EXERCISE
Copy the listing below word for word, starting with its first line and stopping after the line that contains "top-left (161, 221), bottom-right (175, 245)".
------ SUPPLIED RECORDS
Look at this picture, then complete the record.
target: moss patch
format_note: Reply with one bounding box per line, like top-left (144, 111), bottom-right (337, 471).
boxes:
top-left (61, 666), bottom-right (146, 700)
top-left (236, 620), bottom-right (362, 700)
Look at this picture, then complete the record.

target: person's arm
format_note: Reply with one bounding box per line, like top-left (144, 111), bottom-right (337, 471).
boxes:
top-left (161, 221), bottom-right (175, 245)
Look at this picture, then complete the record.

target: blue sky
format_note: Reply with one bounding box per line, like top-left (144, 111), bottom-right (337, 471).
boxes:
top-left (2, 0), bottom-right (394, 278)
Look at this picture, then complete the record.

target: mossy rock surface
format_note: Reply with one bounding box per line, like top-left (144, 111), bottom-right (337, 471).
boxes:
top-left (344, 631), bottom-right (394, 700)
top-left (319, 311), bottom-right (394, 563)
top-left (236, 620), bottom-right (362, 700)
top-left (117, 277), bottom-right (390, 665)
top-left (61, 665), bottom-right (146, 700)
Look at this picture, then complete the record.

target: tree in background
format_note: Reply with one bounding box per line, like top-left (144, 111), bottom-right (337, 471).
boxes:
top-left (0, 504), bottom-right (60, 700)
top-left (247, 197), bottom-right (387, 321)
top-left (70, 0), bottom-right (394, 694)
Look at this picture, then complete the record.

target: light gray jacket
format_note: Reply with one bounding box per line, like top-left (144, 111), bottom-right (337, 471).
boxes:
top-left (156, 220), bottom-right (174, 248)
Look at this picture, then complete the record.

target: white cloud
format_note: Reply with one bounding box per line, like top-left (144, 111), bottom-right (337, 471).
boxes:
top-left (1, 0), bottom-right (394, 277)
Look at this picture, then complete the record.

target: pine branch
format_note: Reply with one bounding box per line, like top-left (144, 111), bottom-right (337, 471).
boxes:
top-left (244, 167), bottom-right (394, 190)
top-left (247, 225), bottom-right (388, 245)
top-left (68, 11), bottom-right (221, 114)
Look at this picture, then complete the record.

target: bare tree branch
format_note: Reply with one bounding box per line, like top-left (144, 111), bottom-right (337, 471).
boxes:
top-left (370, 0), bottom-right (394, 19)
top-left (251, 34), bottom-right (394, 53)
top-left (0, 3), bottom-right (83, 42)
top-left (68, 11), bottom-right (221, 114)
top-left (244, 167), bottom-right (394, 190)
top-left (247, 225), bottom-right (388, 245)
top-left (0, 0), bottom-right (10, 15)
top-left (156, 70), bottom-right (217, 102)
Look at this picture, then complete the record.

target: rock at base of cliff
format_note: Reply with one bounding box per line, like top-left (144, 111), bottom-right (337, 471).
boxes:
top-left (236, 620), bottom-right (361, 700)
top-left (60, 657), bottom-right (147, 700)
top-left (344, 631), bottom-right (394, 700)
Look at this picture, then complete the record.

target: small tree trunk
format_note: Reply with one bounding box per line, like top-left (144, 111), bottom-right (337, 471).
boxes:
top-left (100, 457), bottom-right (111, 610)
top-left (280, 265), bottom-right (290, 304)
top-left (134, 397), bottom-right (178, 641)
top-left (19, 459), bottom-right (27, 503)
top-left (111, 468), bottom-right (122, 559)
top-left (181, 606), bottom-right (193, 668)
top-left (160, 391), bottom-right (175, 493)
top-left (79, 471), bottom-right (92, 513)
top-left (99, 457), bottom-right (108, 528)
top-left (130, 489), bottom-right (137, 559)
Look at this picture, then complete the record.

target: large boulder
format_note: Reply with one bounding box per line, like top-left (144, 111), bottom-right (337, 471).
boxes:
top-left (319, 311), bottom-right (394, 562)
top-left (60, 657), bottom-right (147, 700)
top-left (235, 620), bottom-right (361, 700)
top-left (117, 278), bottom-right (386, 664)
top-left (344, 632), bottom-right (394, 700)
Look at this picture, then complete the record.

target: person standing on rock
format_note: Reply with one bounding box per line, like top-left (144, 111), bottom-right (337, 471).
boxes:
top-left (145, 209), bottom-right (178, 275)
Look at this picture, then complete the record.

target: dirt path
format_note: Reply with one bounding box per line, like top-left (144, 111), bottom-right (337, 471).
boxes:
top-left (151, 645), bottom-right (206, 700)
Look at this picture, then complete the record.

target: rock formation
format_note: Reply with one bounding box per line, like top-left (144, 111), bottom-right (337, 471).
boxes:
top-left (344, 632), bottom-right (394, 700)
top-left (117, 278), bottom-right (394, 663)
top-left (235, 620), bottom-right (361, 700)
------------
THE RESULT
Look at this picture, then complete the record.
target: moss patch
format_note: Reply with one bounding box per line, like top-left (144, 111), bottom-right (337, 471).
boxes:
top-left (61, 666), bottom-right (146, 700)
top-left (236, 620), bottom-right (362, 700)
Look at this picture, then complete the record.

target: person's arm
format_note: Reply with one bounding box per line, like top-left (144, 111), bottom-right (337, 471).
boxes:
top-left (161, 221), bottom-right (175, 245)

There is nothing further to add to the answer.